### Description of the task
Please copy each line of the data that includes the string "wall".

### Raw data
^^^^

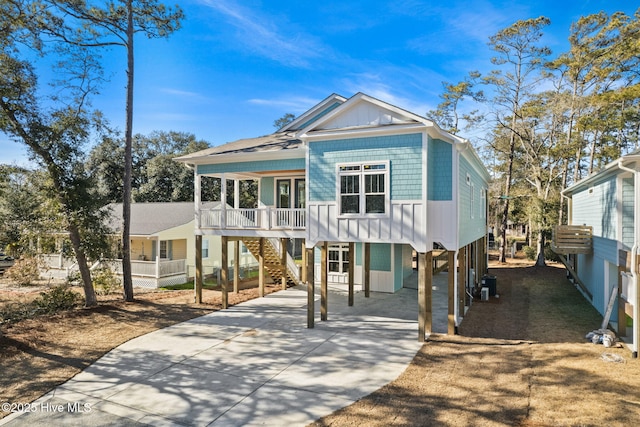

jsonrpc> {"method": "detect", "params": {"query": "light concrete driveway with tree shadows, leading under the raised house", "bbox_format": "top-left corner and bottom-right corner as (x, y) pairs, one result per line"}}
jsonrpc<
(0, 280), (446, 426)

^^^^

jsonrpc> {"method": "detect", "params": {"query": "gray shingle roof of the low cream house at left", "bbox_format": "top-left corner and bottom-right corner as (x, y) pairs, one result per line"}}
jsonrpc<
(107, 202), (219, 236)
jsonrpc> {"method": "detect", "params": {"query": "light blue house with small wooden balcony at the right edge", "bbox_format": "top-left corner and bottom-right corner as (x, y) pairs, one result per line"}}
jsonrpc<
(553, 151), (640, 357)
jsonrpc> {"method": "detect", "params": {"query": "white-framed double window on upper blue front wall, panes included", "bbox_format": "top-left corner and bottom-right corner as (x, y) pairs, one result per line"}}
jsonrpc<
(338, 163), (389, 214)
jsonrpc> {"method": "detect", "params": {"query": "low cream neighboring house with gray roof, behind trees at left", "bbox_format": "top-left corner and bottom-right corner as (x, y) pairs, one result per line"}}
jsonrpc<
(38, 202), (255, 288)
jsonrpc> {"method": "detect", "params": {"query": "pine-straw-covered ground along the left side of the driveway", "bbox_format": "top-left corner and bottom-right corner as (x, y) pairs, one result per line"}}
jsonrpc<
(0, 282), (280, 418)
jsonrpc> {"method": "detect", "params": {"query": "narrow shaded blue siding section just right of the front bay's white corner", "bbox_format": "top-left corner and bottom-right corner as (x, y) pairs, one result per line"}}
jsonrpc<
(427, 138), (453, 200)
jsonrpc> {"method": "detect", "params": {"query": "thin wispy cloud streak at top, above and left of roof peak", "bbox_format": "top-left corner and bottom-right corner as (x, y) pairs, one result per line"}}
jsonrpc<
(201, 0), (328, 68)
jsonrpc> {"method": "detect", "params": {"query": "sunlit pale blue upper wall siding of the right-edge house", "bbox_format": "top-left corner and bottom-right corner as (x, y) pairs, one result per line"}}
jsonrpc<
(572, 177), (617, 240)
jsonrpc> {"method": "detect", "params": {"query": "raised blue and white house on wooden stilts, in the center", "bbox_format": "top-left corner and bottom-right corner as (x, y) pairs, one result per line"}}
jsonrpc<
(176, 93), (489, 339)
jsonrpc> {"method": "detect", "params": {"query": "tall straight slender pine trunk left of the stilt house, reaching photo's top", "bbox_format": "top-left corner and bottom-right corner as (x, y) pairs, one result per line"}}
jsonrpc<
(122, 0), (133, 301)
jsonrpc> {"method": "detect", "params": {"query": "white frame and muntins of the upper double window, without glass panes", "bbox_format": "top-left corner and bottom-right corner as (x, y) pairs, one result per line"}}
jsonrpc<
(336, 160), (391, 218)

^^^^

### Exercise solution
jsonrpc> {"method": "detect", "params": {"query": "white-framed double window on upper blue front wall, panes included", "bbox_format": "top-left corner and bottom-right corner as (x, y) pairs, one result per line"}}
jsonrpc> {"method": "detect", "params": {"query": "sunlit pale blue upper wall siding of the right-edge house", "bbox_format": "top-left corner and bottom-right corner as (x, y) pairs, one result per line"}}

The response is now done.